INSTRUCTION |
Convert the entries, from the start down through the line holding "[87,76,140,126]", inclusive, into a two-column CSV with the headers instruction and bounding_boxes. Give one row per entry, holding its text and its answer, each as a single quoted field with any line breaks replaced by spaces.

INPUT ROWS |
┄┄┄┄┄┄┄┄┄┄

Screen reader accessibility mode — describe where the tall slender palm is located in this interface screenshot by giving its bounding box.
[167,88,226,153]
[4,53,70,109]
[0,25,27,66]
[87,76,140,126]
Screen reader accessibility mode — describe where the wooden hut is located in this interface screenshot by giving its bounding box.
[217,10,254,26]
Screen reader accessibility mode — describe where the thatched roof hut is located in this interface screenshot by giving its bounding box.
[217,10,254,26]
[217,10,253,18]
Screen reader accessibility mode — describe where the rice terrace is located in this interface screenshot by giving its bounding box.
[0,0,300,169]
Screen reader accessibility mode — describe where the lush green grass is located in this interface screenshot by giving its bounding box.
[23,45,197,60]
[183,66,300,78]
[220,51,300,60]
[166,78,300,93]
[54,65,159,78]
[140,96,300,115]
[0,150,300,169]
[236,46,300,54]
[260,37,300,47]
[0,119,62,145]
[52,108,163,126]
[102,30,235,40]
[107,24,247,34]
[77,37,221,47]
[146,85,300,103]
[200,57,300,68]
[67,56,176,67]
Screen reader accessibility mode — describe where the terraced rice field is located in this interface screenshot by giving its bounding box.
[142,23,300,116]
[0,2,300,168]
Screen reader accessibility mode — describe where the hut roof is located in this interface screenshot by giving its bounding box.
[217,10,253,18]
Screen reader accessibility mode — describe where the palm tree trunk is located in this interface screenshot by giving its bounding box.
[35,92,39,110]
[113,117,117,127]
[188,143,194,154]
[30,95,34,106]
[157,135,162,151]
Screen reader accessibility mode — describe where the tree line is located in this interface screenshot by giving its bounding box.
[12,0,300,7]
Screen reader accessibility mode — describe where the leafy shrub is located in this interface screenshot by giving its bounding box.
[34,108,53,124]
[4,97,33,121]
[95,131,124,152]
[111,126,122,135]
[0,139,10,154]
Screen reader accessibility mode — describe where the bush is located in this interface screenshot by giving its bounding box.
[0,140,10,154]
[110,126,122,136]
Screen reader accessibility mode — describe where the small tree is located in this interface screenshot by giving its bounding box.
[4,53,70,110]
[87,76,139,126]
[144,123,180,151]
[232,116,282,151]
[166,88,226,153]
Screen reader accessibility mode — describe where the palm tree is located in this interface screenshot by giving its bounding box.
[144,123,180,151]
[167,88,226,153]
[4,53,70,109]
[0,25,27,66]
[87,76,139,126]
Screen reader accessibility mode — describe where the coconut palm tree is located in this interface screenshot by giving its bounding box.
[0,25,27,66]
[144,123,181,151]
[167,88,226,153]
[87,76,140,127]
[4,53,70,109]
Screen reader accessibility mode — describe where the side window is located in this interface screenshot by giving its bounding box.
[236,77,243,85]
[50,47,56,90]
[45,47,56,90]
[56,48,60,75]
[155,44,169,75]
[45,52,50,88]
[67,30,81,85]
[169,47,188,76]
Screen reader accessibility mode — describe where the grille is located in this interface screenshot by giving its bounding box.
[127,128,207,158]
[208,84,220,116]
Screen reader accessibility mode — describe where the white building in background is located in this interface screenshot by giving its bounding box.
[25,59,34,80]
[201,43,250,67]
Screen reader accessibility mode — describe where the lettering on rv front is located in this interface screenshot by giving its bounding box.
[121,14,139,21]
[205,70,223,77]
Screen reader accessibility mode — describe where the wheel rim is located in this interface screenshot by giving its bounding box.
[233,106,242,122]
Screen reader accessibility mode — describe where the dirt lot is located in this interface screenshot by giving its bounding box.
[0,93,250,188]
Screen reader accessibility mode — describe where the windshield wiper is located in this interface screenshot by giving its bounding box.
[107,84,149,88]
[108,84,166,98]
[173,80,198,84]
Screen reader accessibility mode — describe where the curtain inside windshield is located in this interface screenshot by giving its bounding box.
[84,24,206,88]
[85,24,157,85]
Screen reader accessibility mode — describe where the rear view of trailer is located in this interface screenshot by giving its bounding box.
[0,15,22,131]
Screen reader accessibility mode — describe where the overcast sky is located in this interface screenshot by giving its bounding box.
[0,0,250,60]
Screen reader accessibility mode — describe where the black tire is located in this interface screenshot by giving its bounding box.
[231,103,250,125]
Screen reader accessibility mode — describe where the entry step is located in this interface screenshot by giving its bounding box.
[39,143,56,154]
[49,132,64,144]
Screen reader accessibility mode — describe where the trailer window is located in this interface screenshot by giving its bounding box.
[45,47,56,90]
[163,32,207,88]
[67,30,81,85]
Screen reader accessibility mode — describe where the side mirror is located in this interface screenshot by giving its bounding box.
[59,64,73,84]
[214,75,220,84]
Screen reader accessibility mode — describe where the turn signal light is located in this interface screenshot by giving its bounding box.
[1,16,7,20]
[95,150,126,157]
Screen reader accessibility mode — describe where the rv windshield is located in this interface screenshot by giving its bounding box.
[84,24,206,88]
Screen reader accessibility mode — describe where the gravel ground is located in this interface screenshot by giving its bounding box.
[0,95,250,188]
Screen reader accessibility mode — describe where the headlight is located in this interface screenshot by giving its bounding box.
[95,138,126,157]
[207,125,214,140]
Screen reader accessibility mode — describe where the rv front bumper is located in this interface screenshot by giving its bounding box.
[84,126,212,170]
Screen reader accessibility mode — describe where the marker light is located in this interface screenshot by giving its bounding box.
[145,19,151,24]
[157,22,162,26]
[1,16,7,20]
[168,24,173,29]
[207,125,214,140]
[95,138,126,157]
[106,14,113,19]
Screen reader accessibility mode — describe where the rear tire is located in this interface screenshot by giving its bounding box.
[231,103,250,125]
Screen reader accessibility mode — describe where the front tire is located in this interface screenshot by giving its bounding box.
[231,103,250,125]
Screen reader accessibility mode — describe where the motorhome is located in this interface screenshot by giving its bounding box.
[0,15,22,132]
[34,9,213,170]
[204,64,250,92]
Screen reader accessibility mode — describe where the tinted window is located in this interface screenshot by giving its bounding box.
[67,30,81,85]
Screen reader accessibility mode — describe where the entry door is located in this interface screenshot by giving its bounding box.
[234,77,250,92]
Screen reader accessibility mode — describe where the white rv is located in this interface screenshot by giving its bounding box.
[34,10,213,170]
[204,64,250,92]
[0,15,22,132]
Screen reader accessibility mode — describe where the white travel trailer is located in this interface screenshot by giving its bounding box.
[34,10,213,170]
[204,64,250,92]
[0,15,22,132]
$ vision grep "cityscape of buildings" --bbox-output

┄┄┄┄┄┄┄┄┄┄

ANSWER TO THE TASK |
instruction,bounding_boxes
"Screen reader accessibility mode — describe where the tall slender palm is located in this interface screenshot by giving its bounding box.","[167,88,226,153] [4,53,70,109] [0,25,27,66] [87,76,140,126]"